Stored data entries:
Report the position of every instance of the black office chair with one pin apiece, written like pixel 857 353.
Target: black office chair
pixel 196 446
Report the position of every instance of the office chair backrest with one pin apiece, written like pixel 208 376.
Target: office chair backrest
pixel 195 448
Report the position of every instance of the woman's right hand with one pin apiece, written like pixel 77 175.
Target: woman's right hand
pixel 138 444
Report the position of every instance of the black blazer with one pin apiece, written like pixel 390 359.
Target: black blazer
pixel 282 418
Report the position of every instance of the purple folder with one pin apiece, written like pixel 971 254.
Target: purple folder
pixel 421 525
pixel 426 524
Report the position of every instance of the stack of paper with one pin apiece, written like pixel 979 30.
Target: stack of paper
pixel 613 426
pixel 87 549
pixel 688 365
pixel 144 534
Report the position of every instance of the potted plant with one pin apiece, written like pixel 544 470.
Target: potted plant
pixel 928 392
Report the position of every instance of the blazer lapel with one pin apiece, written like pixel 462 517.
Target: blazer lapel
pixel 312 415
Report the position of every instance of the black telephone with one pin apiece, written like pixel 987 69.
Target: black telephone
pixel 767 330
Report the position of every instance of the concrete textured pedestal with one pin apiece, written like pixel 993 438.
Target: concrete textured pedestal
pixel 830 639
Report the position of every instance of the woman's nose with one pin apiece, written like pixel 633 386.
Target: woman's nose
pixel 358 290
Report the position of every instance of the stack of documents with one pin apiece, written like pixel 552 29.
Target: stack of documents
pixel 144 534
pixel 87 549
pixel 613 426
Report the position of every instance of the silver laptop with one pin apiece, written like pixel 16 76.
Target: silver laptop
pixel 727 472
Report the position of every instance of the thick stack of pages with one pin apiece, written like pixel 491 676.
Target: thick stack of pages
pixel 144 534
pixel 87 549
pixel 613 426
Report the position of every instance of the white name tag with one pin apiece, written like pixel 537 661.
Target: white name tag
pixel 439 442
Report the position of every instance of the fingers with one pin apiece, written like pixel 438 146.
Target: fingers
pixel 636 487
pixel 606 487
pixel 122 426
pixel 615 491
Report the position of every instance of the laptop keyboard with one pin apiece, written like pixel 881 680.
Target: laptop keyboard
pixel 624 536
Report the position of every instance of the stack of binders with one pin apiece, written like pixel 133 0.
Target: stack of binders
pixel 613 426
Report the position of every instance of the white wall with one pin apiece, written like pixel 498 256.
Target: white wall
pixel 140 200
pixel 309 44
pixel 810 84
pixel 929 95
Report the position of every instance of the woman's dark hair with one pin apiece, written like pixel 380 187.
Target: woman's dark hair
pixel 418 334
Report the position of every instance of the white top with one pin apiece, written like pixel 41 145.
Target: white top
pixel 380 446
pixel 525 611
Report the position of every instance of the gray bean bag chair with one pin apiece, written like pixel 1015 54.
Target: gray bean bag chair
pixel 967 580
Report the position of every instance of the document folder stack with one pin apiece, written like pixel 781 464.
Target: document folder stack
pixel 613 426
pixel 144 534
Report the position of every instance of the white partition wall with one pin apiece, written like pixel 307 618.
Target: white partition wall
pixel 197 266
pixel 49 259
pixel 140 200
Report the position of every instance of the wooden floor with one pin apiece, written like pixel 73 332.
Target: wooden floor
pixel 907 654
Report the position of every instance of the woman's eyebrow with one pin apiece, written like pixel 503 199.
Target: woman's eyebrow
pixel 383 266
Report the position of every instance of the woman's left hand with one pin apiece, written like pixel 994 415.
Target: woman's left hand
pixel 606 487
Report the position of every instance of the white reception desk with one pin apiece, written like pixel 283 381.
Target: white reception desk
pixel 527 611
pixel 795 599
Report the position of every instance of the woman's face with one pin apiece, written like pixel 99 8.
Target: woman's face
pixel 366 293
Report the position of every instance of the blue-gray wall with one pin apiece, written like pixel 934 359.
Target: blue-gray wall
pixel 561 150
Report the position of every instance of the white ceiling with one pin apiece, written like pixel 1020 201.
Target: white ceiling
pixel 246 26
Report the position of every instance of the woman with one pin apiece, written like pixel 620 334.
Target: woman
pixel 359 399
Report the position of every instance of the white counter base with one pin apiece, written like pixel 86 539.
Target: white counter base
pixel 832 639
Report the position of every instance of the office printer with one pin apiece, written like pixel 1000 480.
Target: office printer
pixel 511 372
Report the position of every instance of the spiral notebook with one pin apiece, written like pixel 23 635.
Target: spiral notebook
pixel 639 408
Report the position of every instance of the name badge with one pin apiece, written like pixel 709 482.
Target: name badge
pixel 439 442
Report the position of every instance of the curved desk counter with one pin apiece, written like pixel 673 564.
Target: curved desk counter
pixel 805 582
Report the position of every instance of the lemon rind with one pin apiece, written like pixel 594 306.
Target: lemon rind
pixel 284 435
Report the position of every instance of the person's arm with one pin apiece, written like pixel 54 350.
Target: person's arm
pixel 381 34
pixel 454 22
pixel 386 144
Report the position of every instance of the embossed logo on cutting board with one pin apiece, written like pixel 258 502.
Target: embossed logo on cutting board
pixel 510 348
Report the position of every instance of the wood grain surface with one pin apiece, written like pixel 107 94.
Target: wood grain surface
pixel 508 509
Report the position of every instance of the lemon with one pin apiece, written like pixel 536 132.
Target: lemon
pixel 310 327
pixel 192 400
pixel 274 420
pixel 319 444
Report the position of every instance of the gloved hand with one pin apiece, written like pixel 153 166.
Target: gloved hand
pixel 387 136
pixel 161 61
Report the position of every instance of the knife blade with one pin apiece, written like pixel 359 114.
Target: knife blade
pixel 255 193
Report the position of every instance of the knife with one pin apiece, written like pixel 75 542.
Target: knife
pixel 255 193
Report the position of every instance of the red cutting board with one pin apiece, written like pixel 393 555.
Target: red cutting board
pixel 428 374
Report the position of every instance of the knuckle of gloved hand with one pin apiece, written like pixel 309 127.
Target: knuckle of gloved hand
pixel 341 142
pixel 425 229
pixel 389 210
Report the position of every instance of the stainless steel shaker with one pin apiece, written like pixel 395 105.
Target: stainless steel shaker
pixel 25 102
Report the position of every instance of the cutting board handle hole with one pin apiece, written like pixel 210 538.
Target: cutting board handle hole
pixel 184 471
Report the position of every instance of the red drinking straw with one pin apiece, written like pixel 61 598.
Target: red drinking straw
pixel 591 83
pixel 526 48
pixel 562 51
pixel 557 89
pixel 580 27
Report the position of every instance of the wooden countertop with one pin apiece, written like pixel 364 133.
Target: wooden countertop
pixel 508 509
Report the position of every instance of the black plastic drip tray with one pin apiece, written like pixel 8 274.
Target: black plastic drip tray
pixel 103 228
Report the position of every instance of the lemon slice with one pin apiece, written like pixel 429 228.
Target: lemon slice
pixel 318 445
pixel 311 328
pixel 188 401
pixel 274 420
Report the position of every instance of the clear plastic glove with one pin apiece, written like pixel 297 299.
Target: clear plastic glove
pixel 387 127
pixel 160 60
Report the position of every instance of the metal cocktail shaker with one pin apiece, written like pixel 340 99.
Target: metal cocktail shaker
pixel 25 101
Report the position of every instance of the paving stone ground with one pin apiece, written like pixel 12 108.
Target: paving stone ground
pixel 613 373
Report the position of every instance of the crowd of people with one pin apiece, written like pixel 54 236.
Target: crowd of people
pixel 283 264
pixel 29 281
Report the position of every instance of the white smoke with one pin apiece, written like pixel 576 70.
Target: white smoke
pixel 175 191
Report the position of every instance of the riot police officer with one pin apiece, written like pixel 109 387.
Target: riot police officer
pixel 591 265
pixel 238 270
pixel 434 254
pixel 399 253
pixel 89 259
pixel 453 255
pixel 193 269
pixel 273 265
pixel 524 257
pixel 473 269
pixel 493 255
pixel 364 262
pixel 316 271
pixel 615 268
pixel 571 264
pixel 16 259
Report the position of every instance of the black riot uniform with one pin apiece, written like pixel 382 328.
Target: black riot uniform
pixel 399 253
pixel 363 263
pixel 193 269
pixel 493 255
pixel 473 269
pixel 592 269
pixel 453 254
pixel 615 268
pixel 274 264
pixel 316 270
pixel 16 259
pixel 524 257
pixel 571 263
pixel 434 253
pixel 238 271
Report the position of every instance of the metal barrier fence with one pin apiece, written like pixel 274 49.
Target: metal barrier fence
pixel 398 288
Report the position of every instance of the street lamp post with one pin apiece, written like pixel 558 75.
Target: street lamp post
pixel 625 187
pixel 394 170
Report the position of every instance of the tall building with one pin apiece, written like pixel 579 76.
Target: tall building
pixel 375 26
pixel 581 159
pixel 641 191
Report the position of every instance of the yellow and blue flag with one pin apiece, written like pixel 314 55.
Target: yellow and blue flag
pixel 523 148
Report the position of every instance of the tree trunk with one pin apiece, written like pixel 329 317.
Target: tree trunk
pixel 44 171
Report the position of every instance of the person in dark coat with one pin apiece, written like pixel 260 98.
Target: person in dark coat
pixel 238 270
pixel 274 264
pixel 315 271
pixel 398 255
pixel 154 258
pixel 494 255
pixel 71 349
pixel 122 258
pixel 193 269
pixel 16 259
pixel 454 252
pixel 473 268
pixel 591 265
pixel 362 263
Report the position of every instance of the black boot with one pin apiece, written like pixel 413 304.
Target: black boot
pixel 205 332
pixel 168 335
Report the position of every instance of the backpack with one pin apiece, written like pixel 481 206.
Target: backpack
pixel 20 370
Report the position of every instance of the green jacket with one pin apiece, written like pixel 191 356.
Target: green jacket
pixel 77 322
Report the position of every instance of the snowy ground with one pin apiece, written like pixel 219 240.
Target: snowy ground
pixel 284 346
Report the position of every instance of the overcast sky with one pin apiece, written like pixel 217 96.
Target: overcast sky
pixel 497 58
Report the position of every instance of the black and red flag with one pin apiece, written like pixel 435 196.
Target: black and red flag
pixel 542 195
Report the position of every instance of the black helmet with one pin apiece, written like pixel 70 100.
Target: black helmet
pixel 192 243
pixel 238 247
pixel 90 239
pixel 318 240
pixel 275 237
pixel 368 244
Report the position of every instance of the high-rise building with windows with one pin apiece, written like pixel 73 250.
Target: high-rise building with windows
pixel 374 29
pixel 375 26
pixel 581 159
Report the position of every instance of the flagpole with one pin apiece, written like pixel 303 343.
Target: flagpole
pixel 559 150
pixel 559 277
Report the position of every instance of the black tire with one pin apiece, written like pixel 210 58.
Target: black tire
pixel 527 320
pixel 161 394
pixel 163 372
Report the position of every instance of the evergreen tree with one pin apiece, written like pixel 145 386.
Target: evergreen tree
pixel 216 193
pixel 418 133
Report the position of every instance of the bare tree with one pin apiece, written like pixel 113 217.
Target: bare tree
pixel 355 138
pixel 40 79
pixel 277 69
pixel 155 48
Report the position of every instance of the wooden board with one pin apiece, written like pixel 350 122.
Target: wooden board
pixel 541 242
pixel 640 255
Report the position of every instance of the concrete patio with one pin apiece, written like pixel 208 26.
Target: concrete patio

Directions for this task: The expected output is each line of the records above that includes the word "patio".

Answer space:
Report the position of every instance of the concrete patio with one pin apiece, written like pixel 208 26.
Target: concrete patio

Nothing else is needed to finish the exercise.